* Exercise: Return the passage on retaining water in Montana's land word for word, in full.

* Text passage:

There are more flood-warning signs in the desert than anywhere else, Elpel points out, and he says we are shifting Montana toward desert. “The effects of desertification happen more slowly here, thanks to our northerly latitude and long winters, but the trend is unmistakable. Rain and snowmelt rapidly flush off exposed soil surfaces to create floods, followed by droughts. We need to capture that moisture in the soil and bank it to support our streams throughout the growing season.” Though grazing changes demand a balance of benefit against the expense of labor and infrastructure, Elpel asserts that the shift can promote rapid generation of new organic matter. “You must have concentrated impacts,” he says. “If you don’t, you lose your ground cover. Organics are carbon. Soil with more carbon can hold more water. It’s your bank for streams later in summer. There is more water in the river because you’re storing it in the land.”
Retaining Instream Flow
With successive summer scorchers, water shortages telescope to crisis. Communities fixate on the river as the pipelines fails to pipe enough. Exposed streambeds jerk irrigators, biologists, and water advocates to reaction at the headgate, where each stares down the other as the valve that denies flow. But the river alone is not the trough that will save us, Elpel says. If we mimic natural systems, if we raise the water table, will rivers run brim-full? The question adopts a flawed concept of success, Elpel asserts. Focus local efforts on holding back water, instead of losing it, in ways we weren’t doing before, and ensure a buffer for each watershed. Over successive seasons, we can impede the impacts of late-summer shortage. Especially if we appeal to bottom lines.
“Retaining water in the soil is more profitable than not,” Elpel says. It may require choreography as we compete for use. But by meshing practical needs with natural approaches to water storage, we can change the way business is done. Cynics still dispute meaningful results. We can repair small streams. Maybe we can restore local landscapes, so they hold more moisture. Are the benefits measurable? Measuring streamflow is one thing. But how to size an anatomy of water washing underground sinews of land? Measuring groundwater across a landscape through time is tricky, but Elpel offers perspective: “Our wins are to lose less.”

* Information:

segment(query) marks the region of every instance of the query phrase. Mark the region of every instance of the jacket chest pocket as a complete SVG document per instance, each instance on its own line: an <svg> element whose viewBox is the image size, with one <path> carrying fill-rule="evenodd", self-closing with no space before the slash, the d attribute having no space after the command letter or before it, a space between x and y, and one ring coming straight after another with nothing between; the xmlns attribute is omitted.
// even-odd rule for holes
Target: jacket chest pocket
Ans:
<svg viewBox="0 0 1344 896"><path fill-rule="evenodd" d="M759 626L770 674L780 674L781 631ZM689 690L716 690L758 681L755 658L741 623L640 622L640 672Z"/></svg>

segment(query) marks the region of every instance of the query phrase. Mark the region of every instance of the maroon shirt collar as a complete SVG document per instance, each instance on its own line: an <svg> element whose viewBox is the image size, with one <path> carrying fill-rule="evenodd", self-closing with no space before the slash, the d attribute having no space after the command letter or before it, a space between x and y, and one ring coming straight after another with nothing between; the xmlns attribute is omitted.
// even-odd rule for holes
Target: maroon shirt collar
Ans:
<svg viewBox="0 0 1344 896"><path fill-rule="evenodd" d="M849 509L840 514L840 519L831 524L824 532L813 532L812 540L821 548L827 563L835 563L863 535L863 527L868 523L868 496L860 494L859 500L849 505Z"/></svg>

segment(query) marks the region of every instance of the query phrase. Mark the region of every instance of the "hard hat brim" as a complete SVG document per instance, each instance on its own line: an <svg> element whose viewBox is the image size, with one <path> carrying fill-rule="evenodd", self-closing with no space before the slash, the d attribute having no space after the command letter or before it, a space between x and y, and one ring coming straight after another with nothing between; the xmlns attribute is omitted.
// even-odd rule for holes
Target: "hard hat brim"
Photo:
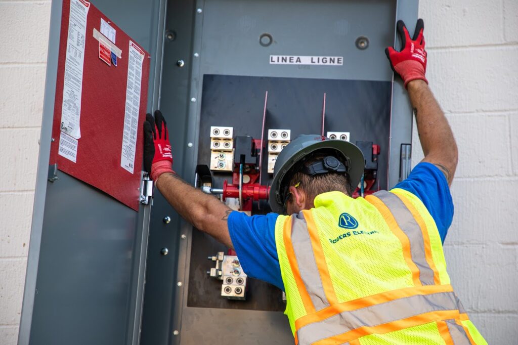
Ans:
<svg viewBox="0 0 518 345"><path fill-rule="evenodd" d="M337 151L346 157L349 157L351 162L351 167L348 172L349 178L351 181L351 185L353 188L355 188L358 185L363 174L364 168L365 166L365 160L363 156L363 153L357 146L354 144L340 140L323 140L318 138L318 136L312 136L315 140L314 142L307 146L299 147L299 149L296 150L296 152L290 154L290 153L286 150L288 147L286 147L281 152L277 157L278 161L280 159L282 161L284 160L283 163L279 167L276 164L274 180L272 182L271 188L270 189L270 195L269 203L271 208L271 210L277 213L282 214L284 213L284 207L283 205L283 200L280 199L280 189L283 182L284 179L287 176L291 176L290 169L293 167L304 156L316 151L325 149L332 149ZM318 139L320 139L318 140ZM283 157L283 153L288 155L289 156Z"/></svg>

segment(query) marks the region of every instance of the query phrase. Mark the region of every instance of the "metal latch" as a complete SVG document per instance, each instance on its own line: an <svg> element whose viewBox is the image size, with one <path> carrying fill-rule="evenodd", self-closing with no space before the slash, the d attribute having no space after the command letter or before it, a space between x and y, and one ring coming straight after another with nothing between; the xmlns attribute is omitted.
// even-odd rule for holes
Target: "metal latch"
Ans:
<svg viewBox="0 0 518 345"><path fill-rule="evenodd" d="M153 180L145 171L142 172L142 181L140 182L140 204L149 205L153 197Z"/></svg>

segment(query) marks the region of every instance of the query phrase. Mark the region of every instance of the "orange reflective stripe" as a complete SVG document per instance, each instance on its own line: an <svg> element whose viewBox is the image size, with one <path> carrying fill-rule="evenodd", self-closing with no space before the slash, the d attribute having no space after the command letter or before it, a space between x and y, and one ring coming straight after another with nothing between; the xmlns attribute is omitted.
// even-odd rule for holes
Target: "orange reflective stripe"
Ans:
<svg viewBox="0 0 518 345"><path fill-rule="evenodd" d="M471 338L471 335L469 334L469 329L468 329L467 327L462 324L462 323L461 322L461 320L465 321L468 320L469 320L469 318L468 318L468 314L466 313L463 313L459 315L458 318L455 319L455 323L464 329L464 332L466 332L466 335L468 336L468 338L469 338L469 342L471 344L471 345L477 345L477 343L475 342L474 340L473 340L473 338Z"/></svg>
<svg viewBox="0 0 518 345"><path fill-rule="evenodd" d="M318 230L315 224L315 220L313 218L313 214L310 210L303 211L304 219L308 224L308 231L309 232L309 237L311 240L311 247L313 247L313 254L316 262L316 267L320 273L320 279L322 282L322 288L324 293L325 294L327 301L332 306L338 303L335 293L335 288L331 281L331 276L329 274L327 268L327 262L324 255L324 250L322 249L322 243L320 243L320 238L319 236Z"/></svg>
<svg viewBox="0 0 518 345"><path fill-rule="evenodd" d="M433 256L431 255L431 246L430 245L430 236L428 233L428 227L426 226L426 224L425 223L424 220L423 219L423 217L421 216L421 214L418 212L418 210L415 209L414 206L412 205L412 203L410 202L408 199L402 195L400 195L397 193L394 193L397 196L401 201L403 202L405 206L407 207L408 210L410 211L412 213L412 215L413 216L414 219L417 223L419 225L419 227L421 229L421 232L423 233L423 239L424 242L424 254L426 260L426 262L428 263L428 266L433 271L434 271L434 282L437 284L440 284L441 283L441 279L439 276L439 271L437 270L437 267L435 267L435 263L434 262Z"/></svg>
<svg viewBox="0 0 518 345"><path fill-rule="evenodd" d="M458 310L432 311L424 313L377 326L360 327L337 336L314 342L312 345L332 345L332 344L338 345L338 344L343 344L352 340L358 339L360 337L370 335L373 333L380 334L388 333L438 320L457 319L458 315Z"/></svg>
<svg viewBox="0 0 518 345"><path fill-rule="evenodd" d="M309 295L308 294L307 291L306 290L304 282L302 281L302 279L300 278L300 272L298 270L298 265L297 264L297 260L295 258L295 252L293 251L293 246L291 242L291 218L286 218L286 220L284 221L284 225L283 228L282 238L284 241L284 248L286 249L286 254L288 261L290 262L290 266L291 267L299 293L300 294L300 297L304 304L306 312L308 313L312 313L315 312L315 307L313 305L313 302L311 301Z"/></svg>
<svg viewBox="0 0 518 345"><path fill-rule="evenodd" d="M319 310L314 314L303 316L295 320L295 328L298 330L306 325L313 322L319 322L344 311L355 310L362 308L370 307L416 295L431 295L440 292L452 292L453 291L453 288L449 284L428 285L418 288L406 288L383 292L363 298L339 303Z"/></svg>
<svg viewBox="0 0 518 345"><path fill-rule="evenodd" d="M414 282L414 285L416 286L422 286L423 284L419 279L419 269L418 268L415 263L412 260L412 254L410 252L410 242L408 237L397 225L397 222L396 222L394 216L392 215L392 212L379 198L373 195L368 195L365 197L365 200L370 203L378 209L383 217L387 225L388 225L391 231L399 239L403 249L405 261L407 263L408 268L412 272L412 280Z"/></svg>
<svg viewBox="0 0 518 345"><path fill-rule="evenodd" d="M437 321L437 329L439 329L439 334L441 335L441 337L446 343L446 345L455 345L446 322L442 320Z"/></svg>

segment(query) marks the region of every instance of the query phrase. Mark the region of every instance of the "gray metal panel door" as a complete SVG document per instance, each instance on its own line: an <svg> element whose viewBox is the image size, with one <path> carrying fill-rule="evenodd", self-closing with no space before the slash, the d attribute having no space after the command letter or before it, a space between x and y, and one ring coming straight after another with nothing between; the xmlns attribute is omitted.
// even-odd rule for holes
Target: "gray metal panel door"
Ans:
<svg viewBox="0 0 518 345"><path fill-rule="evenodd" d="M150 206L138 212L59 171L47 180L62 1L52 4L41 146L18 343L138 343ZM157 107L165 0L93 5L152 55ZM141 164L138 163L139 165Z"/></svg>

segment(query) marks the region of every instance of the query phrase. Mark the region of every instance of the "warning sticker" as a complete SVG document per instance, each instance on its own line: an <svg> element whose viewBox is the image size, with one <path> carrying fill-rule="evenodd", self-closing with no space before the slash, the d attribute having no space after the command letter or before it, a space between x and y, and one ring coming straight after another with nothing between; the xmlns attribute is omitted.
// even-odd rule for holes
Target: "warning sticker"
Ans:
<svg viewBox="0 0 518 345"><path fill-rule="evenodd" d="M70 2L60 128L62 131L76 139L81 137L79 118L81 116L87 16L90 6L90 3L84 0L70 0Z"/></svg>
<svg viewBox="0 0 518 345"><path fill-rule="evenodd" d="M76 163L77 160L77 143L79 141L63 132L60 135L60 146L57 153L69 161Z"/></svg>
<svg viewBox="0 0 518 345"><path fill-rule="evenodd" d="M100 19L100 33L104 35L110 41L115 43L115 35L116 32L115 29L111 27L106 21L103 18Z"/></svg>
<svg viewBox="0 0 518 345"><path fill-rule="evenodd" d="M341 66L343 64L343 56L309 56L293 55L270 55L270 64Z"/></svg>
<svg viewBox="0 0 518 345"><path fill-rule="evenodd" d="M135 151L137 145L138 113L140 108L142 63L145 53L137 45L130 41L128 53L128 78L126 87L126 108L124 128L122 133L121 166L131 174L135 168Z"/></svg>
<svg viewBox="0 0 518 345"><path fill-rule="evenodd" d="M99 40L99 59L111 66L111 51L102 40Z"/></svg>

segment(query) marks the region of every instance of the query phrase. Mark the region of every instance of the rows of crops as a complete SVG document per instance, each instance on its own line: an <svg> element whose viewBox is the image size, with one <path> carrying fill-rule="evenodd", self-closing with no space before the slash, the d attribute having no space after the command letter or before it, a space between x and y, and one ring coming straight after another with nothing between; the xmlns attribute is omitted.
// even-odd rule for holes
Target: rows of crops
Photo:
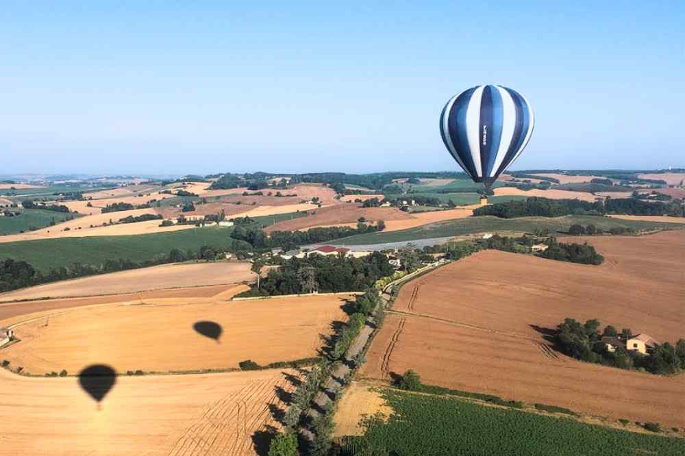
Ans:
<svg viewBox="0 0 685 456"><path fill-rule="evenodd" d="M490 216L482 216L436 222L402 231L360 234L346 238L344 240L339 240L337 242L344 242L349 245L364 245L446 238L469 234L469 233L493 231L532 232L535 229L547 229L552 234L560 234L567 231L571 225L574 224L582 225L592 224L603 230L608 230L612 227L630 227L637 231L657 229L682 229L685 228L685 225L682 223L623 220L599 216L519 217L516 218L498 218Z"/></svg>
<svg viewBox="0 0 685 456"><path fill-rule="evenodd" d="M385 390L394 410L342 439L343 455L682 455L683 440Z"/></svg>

* Solution to this task:
There are more flood-warning signs in the desert than anywhere else, Elpel points out, and he says we are shifting Montana toward desert. “The effects of desertification happen more slowly here, thanks to our northerly latitude and long winters, but the trend is unmistakable. Rain and snowmelt rapidly flush off exposed soil surfaces to create floods, followed by droughts. We need to capture that moisture in the soil and bank it to support our streams throughout the growing season.” Though grazing changes demand a balance of benefit against the expense of labor and infrastructure, Elpel asserts that the shift can promote rapid generation of new organic matter. “You must have concentrated impacts,” he says. “If you don’t, you lose your ground cover. Organics are carbon. Soil with more carbon can hold more water. It’s your bank for streams later in summer. There is more water in the river because you’re storing it in the land.”
Retaining Instream Flow
With successive summer scorchers, water shortages telescope to crisis. Communities fixate on the river as the pipelines fails to pipe enough. Exposed streambeds jerk irrigators, biologists, and water advocates to reaction at the headgate, where each stares down the other as the valve that denies flow. But the river alone is not the trough that will save us, Elpel says. If we mimic natural systems, if we raise the water table, will rivers run brim-full? The question adopts a flawed concept of success, Elpel asserts. Focus local efforts on holding back water, instead of losing it, in ways we weren’t doing before, and ensure a buffer for each watershed. Over successive seasons, we can impede the impacts of late-summer shortage. Especially if we appeal to bottom lines.
“Retaining water in the soil is more profitable than not,” Elpel says. It may require choreography as we compete for use. But by meshing practical needs with natural approaches to water storage, we can change the way business is done. Cynics still dispute meaningful results. We can repair small streams. Maybe we can restore local landscapes, so they hold more moisture. Are the benefits measurable? Measuring streamflow is one thing. But how to size an anatomy of water washing underground sinews of land? Measuring groundwater across a landscape through time is tricky, but Elpel offers perspective: “Our wins are to lose less.”